>>>>

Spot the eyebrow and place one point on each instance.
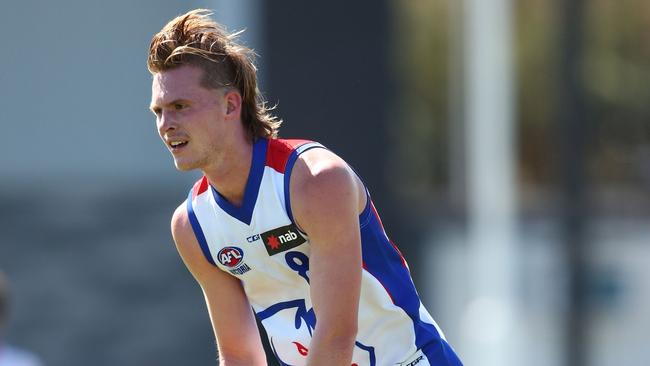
(179, 100)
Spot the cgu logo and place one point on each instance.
(230, 256)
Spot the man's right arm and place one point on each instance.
(232, 318)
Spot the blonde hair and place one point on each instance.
(195, 39)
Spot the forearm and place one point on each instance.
(331, 350)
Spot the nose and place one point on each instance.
(165, 122)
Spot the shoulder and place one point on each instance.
(320, 168)
(187, 244)
(180, 225)
(324, 186)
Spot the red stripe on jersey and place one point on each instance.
(374, 210)
(200, 186)
(279, 151)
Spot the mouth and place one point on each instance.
(177, 145)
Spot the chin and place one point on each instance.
(184, 166)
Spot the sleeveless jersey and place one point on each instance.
(259, 244)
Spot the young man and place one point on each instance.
(282, 227)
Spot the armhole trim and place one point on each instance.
(198, 231)
(287, 177)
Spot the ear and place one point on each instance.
(233, 104)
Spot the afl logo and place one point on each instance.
(231, 256)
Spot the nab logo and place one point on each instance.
(282, 239)
(230, 256)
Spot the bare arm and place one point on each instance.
(232, 318)
(326, 196)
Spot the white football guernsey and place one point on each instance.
(259, 244)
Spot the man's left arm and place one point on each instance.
(326, 200)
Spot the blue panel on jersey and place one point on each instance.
(198, 232)
(384, 262)
(244, 213)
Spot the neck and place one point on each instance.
(229, 173)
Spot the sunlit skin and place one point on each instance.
(202, 128)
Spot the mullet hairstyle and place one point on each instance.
(195, 39)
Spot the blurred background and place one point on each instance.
(506, 145)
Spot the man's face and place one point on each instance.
(189, 116)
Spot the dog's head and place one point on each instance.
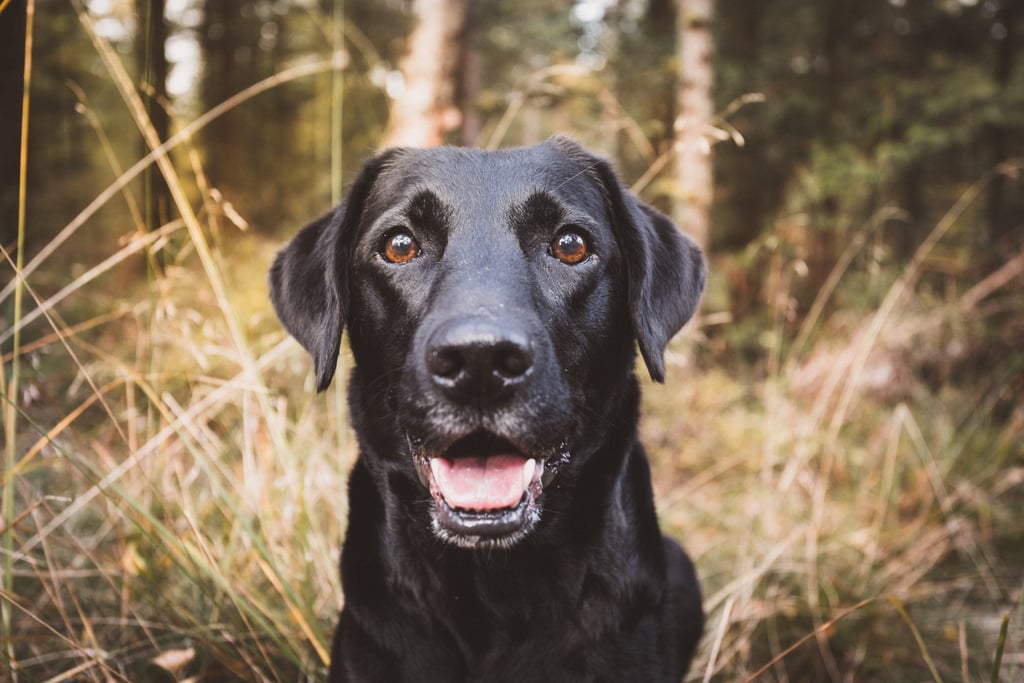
(493, 300)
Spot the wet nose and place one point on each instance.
(478, 360)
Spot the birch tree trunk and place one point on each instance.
(695, 109)
(427, 109)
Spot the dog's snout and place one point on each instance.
(472, 360)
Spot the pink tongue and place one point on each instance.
(480, 483)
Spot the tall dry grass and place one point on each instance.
(173, 503)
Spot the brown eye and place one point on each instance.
(569, 247)
(400, 247)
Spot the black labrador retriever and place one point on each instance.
(502, 523)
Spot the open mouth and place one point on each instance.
(485, 491)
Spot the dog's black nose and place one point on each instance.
(478, 359)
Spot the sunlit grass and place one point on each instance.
(174, 493)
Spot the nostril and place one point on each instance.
(512, 360)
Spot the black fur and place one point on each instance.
(485, 343)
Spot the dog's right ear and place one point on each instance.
(308, 279)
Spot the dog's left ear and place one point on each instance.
(665, 269)
(309, 278)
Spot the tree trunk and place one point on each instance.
(695, 109)
(426, 111)
(153, 70)
(11, 83)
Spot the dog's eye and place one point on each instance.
(569, 247)
(399, 247)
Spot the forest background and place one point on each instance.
(839, 442)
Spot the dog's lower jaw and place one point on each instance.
(516, 525)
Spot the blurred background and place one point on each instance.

<<<<

◆ **DIRECTIONS**: Leave out the pictures and repeat everything else in the records exactly.

◆ **RESPONSE TO THIS TASK**:
Spot the eyebrow and place one point on each instance.
(179, 100)
Spot the cgu logo and place one point on each instance.
(230, 256)
Spot the man's right arm and place one point on each instance.
(232, 318)
Spot the blonde hair and place one point on each instance.
(195, 39)
Spot the forearm and place one point on each instance.
(331, 350)
Spot the nose and place one point on each instance.
(165, 122)
Spot the shoulder and place one point on each instance.
(320, 168)
(187, 244)
(180, 225)
(324, 186)
Spot the red stripe on jersey and place one point on each instance.
(374, 210)
(200, 186)
(279, 151)
Spot the mouth and place one point on each instance.
(177, 145)
Spot the chin and place one point on each instance.
(184, 166)
Spot the sleeveless jersey and place one point on each instance.
(259, 244)
Spot the young man and place one point on each instance.
(282, 227)
Spot the armhole trim and place one point on each instance.
(198, 231)
(287, 177)
Spot the ear and place one point on each instance.
(233, 104)
Spot the afl logo and place one point on each instance.
(231, 256)
Spot the nab logo and place one point on each instance.
(282, 239)
(230, 256)
Spot the bare arm and place one point on each instance.
(232, 318)
(326, 196)
Spot the white football guernsey and place one point on each instance.
(259, 244)
Spot the man's left arm and place one point on each instance.
(326, 200)
Spot the blue panel on jersey and place one point on each instance.
(198, 232)
(384, 262)
(244, 213)
Spot the neck and place one point on each instance.
(229, 173)
Spot the sunlit skin and place one point on each instance.
(202, 128)
Spot the mullet hairstyle and place one point on each instance.
(195, 39)
Spot the blurred background and place one point on each instance.
(506, 145)
Spot the man's face and place one point on each instance.
(189, 116)
Spot the dog's head and place one point on each instance.
(493, 300)
Spot the wet nose and place one point on each instance.
(478, 360)
Spot the birch tree trunk and place one point on each instance.
(695, 109)
(427, 109)
Spot the dog's snout and place one point on each instance.
(472, 360)
Spot the pink tongue and place one point on each instance.
(480, 483)
Spot the tall dry grass and place one point on each instance.
(173, 503)
Spot the brown eye and place one point on each instance.
(569, 247)
(400, 247)
Spot the black labrador retriever and place one point on each instance.
(502, 523)
Spot the open mouth and place one point on each instance.
(485, 491)
Spot the dog's black nose and place one point on each instance.
(478, 359)
Spot the sunlit grass and place one point on each instance.
(174, 493)
Spot the nostril and place one point on each instance.
(512, 360)
Spot the black fur and place one point on each instance.
(485, 343)
Spot the dog's right ear and place one point on each instance.
(308, 279)
Spot the dog's left ear and place one point on each instance.
(665, 269)
(309, 278)
Spot the tree trunk and place one point on each instance.
(695, 109)
(426, 111)
(153, 70)
(11, 83)
Spot the dog's eye and place one point on each instance.
(569, 247)
(399, 247)
Spot the forest background and place one point on each instance.
(839, 442)
Spot the dog's lower jaw and place one point on each instance.
(516, 525)
Spot the blurred background and place one point on each instance.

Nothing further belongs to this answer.